[Excerpts from a location annotation dataset]
=-=-=-=-=

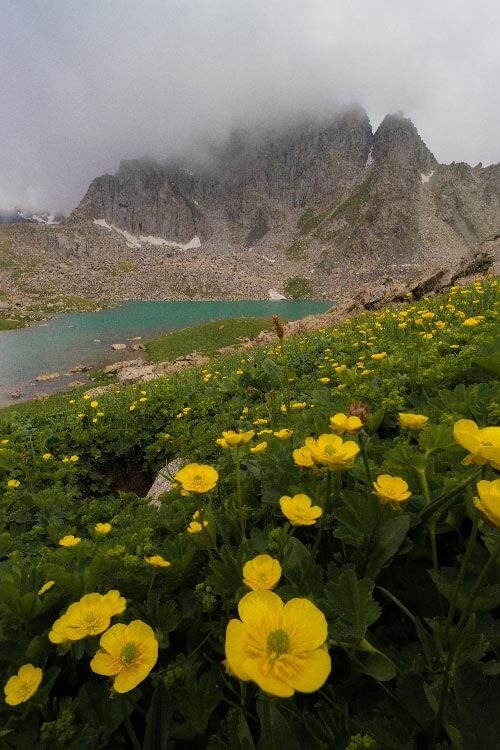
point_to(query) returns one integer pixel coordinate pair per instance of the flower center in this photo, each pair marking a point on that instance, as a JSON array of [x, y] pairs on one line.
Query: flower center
[[128, 654], [278, 643], [93, 623], [329, 450]]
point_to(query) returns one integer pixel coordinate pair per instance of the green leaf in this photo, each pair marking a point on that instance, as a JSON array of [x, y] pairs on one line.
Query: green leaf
[[388, 539], [351, 607], [473, 711]]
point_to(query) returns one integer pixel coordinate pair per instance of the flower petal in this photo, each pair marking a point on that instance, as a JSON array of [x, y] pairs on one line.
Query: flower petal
[[305, 623], [316, 668]]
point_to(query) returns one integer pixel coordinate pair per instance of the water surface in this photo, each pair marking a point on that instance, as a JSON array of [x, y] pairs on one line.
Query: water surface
[[86, 338]]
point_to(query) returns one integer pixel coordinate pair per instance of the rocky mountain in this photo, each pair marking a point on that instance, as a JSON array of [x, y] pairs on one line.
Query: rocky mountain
[[336, 189], [326, 205]]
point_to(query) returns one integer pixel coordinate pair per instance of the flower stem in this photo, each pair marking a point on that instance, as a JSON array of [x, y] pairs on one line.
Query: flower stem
[[131, 734], [461, 574], [238, 492], [363, 440], [422, 476], [453, 648], [267, 734]]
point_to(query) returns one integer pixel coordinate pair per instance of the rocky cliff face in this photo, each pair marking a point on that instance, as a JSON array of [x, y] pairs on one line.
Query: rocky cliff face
[[336, 193]]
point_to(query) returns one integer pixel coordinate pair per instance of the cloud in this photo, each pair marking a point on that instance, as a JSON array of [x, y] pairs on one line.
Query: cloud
[[87, 84]]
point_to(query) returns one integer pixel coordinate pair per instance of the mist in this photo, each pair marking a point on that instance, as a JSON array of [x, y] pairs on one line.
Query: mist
[[86, 84]]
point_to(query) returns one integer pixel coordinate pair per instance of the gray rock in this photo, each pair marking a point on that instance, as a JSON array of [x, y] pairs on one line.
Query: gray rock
[[163, 482], [48, 376]]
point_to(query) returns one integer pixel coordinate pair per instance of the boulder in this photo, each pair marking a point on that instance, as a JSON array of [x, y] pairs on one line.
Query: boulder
[[48, 376], [163, 482], [116, 366]]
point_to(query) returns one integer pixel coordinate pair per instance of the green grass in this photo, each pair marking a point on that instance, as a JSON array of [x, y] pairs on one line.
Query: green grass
[[205, 339]]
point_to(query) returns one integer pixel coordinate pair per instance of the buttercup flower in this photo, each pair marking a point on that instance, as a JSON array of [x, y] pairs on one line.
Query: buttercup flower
[[331, 451], [302, 457], [197, 524], [69, 541], [393, 490], [91, 615], [197, 478], [20, 687], [299, 510], [103, 528], [341, 423], [412, 421], [157, 561], [128, 653], [483, 444], [283, 434], [488, 502], [281, 647], [259, 447], [46, 586], [234, 438], [263, 572]]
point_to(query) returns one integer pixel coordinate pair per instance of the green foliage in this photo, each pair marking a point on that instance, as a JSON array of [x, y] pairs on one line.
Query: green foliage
[[205, 339], [405, 622]]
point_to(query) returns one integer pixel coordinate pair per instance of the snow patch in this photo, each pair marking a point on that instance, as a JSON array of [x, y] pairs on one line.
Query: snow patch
[[136, 243], [275, 295]]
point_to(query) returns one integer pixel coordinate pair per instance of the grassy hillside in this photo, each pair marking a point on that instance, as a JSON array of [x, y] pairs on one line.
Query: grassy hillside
[[382, 623]]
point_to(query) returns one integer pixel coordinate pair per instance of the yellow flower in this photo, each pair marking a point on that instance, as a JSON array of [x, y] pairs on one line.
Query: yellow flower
[[331, 451], [488, 502], [20, 687], [483, 444], [299, 510], [91, 615], [103, 528], [234, 438], [341, 423], [157, 561], [471, 322], [46, 587], [128, 653], [69, 541], [391, 490], [281, 647], [259, 448], [197, 524], [197, 478], [302, 457], [283, 434], [412, 421], [263, 572]]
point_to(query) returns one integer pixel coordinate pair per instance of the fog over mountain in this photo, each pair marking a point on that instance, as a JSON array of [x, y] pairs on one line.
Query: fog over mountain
[[85, 85]]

=-=-=-=-=

WHAT YOU HAVE TO DO:
Copy the records word for word, from the start of the records through the line that contains "[[128, 654], [278, 643], [93, 623], [329, 450]]", including both ends. Leave the pictures out of your copy.

OUTPUT OF THE TASK:
point_to(query) returns one integer pixel coordinate pair per instance of the flower center in this photo, each pair marking a point on that instance, as a JSON array of [x, y] pairs on one line.
Query: flower center
[[128, 654], [278, 643], [93, 623], [329, 450]]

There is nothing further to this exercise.